### [Prompt]
What is needed is an exact copy of the data that follows.

### [Data section]
=== Begin Enclosure ===
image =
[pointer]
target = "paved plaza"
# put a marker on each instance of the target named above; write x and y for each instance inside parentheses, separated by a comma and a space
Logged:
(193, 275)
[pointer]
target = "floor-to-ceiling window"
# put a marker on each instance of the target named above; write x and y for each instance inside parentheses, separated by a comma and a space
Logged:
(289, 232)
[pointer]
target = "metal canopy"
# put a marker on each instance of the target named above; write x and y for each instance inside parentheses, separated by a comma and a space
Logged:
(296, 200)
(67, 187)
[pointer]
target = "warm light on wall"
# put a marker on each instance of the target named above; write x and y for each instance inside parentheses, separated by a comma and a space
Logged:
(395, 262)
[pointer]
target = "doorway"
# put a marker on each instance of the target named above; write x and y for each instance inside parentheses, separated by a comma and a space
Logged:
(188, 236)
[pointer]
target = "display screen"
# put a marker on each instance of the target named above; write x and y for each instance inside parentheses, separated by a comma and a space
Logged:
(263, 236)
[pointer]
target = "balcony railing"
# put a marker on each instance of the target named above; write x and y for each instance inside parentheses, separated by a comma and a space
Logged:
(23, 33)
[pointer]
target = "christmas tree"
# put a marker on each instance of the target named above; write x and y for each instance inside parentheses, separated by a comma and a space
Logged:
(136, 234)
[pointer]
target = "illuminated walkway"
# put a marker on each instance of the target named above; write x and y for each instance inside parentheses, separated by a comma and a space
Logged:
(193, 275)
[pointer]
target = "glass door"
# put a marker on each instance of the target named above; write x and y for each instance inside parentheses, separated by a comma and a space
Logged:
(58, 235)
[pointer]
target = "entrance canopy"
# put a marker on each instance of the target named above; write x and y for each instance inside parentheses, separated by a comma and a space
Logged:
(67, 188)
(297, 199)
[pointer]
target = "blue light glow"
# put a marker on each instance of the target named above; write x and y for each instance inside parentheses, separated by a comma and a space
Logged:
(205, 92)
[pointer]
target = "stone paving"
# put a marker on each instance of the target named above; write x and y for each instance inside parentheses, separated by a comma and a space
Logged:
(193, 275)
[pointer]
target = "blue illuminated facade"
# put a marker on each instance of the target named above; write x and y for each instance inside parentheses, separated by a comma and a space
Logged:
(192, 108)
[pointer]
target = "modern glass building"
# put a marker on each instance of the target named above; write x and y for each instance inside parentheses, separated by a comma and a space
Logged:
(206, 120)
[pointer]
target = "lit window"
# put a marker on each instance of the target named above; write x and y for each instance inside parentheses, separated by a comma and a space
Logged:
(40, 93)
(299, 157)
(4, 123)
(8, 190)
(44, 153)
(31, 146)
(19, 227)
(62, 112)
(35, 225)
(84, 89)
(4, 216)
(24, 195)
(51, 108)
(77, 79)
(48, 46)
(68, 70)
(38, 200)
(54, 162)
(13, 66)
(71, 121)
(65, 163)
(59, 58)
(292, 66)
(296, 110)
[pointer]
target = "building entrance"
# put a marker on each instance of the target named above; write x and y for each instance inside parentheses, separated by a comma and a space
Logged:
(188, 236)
=== End Enclosure ===
### [Result of the task]
image =
[pointer]
target = "paved plaza"
# put a marker on each instance of the target named above; write x and y for each instance inside parentheses, separated by a comma and a space
Logged:
(193, 275)
[pointer]
target = "floor-to-ceiling window"
# put a marker on each instance of the target named above; write x and y for each instance inside parentheses, separated by a comma and a space
Logged:
(289, 232)
[pointer]
target = "metal canopy"
# put a marker on each instance of the target named above; write x and y for each instance inside parentheses, separated by a comma and a space
Logged:
(296, 200)
(67, 187)
[pointer]
target = "warm light on wall"
# put a marker on each instance of the target named above; write x and y for each instance inside parentheses, separated by a comma and a space
Logged:
(395, 262)
[pointer]
target = "doorway"
# put a marker on each instance of the target named above; write x and y for each instance inside parentheses, separated by a comma and a space
Logged:
(188, 236)
[pointer]
target = "display screen"
# put a marker on each instance of the target named above; write x and y for each instance inside parentheses, separated by a comma and a space
Logged:
(263, 236)
[pointer]
target = "balcony railing"
# put a marker on each instance of the target named above; write x and y for each instance inside parentheses, separated by a comma and a space
Logged:
(23, 33)
[pointer]
target = "christmas tree"
# put a marker on each instance of the target named above; write x and y for each instance inside parentheses, separated by a comma and a space
Logged:
(136, 234)
[pointer]
target = "illuminated walkway"
# put a marker on each instance of the target named above; write x and y for each instance inside parentheses, separated by a comma and a space
Logged:
(193, 275)
[pointer]
target = "glass door"
# put a marker on each instance of the target named above; write x and y for each instance inside parentheses, separated by a comma and a space
Logged:
(58, 235)
[pointer]
target = "entrance canopy"
# put a marker on each instance of the target named above; write x and y for each instance inside parentheses, separated by a comma and a space
Logged:
(67, 188)
(297, 199)
[pointer]
target = "blue light glow"
# put a marker on each instance of the target named above; write x and y for each instance inside parentheses, separated by a comma and a space
Logged:
(205, 92)
[pointer]
target = "stone paving"
# put a marker on each instance of the target named above; write x and y for each instance inside parentheses, separated by a comma and a space
Logged:
(193, 275)
[pointer]
target = "blue illuminated facade"
# put a marker on each instance of the target named above; write x and y for each instance inside parentheses, separated by a comma and a space
Logged:
(192, 108)
[pointer]
target = "modern glass building"
# put a marker on each instance of the target named above; write x and y for each instance inside parentheses, separated by a comma and a space
Logged:
(206, 120)
[pointer]
target = "lit window"
# put a marker on each instance of the target named above; write x and y for each instance inside parentheses, separated by a comma and a space
Logged:
(40, 93)
(299, 157)
(4, 123)
(8, 190)
(44, 153)
(31, 146)
(19, 227)
(62, 112)
(35, 225)
(84, 89)
(4, 216)
(24, 195)
(51, 108)
(77, 79)
(48, 46)
(68, 70)
(38, 200)
(54, 162)
(13, 66)
(71, 121)
(65, 163)
(59, 58)
(292, 66)
(296, 110)
[pointer]
target = "building entrance"
# put a marker on each instance of the target named above; write x and y for each instance inside parentheses, separated by a comma and a space
Logged:
(188, 236)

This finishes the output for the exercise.